**** SUPPLIED RECORDS

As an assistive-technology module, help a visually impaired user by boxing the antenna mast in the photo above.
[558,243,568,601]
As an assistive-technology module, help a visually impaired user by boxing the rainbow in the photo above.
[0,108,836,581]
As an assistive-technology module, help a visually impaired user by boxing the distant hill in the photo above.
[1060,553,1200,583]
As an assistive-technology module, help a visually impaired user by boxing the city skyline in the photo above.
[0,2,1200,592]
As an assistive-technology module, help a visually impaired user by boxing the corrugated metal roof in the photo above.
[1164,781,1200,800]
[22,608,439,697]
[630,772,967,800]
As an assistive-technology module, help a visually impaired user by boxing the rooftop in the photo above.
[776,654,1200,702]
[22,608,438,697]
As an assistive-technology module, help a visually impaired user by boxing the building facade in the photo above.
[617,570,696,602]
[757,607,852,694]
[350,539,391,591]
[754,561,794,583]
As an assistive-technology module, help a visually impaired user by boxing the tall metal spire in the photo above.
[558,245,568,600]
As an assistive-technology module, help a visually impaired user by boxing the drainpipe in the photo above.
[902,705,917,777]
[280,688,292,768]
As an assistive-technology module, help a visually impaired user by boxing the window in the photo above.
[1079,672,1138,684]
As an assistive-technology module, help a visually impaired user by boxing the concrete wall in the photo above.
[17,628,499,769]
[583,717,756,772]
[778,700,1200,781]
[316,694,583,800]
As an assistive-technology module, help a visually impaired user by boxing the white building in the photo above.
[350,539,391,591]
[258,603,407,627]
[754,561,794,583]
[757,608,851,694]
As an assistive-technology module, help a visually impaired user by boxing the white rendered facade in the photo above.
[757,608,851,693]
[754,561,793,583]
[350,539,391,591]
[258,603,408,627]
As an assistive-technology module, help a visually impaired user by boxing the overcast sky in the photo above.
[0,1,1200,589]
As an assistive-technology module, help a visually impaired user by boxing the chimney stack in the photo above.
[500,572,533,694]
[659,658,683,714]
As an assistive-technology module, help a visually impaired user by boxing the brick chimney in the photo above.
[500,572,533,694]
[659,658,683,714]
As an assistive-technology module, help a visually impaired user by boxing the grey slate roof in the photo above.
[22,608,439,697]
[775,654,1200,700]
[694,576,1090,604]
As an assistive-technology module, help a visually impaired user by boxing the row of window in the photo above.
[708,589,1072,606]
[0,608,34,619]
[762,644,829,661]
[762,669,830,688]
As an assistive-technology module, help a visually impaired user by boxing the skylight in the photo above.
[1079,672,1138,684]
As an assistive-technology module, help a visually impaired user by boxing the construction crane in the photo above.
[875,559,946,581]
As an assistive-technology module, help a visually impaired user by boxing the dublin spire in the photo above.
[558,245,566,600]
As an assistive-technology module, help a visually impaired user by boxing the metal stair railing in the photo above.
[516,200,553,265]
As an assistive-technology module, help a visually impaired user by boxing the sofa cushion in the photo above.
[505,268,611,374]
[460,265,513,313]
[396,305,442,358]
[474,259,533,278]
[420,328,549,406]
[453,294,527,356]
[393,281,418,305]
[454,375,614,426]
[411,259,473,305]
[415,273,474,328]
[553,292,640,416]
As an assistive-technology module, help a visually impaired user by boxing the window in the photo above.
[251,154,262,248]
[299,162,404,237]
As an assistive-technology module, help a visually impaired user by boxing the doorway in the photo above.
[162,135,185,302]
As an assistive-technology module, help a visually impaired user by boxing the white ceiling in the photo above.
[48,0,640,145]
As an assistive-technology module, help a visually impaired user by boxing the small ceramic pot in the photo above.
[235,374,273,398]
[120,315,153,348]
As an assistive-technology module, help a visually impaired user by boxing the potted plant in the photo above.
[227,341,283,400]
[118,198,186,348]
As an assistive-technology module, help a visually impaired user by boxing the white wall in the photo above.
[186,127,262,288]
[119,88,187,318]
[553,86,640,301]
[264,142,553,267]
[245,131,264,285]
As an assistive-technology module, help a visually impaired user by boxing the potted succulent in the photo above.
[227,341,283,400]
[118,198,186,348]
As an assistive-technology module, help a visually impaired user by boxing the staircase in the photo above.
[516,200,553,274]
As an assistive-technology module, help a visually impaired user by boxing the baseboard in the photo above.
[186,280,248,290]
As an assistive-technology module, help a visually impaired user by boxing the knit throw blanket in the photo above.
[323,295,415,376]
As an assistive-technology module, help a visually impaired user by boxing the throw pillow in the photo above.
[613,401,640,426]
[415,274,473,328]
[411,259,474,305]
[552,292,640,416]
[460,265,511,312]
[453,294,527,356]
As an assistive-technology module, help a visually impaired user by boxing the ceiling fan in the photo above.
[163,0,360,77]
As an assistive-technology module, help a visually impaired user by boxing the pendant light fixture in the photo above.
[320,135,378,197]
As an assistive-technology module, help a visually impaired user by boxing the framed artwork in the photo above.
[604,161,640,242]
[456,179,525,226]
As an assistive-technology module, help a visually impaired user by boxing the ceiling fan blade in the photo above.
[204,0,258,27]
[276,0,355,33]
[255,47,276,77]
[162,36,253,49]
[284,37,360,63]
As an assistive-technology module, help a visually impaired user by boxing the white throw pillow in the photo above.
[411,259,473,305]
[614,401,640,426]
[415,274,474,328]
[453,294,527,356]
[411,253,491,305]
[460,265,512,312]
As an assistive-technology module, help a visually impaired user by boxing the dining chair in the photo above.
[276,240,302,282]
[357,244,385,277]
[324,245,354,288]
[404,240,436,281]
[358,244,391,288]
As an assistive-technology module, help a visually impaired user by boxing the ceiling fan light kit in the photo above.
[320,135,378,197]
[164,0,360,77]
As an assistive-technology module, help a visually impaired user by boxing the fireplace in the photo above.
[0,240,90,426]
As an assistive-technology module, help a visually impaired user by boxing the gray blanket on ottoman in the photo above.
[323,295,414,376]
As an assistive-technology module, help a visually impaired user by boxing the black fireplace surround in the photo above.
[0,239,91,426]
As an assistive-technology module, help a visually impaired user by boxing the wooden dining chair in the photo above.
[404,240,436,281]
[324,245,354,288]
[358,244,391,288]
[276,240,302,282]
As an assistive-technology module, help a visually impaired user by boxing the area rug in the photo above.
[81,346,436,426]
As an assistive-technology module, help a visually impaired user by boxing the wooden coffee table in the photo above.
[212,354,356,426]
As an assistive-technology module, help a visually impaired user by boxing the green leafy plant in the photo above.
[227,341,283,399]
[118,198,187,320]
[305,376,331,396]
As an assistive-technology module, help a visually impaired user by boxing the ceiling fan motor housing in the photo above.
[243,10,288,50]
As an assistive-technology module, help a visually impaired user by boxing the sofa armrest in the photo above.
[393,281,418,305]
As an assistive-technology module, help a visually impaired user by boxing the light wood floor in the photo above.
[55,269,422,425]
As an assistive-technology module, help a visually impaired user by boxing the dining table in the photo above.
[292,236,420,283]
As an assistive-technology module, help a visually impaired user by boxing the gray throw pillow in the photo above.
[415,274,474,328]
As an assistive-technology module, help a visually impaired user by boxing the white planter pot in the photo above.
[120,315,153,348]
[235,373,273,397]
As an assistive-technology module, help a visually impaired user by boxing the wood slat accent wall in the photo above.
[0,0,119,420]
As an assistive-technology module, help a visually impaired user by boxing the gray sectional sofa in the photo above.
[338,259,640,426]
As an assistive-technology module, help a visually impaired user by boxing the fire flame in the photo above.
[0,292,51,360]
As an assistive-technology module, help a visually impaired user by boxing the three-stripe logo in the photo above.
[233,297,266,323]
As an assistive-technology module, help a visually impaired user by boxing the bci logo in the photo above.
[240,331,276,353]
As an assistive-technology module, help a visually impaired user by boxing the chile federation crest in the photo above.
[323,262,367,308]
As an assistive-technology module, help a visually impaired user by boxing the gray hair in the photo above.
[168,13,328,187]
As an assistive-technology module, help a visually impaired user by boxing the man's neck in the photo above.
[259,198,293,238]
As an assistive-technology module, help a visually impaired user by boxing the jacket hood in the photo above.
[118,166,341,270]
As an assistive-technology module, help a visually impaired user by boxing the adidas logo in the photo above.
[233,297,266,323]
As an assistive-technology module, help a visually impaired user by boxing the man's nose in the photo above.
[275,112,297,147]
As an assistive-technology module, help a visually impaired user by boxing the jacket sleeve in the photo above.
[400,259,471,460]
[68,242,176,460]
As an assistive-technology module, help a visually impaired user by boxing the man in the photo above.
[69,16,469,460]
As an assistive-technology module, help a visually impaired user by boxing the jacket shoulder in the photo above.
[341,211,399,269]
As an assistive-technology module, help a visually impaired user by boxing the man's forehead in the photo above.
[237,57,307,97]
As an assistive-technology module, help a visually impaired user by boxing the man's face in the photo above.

********

## WHAT YOU SHOULD DO
Reproduce the lines from the line with "rainbow in the photo above." to the line with "[558,245,568,600]", changing "rooftop" to "flat roof" and leaving everything else as it is.

## RESULT OF THIS EXERCISE
As an assistive-technology module, help a visually impaired user by boxing the rainbow in the photo above.
[0,108,836,581]
As an assistive-technology module, help a visually impaired user by boxing the distant hill in the photo above.
[1060,553,1200,583]
As an assistive-technology module, help a visually impaired user by boxing the city skyline in the photo above.
[0,2,1200,592]
As an assistive-technology module, help a visually impaired user by boxing the corrugated metal roof in the photo above.
[1164,781,1200,800]
[22,608,439,697]
[630,772,967,800]
As an assistive-technology module, help a visually impaired user by boxing the flat roof in the photo above.
[776,654,1200,702]
[22,608,438,697]
As an assistive-technology module, help a visually impaired user by boxing the building facade in the photo above.
[617,570,696,602]
[757,607,852,694]
[350,539,391,591]
[754,561,794,583]
As an assistive-technology module, help a visually impaired user by boxing the tall metal spire in the photo above.
[558,245,568,600]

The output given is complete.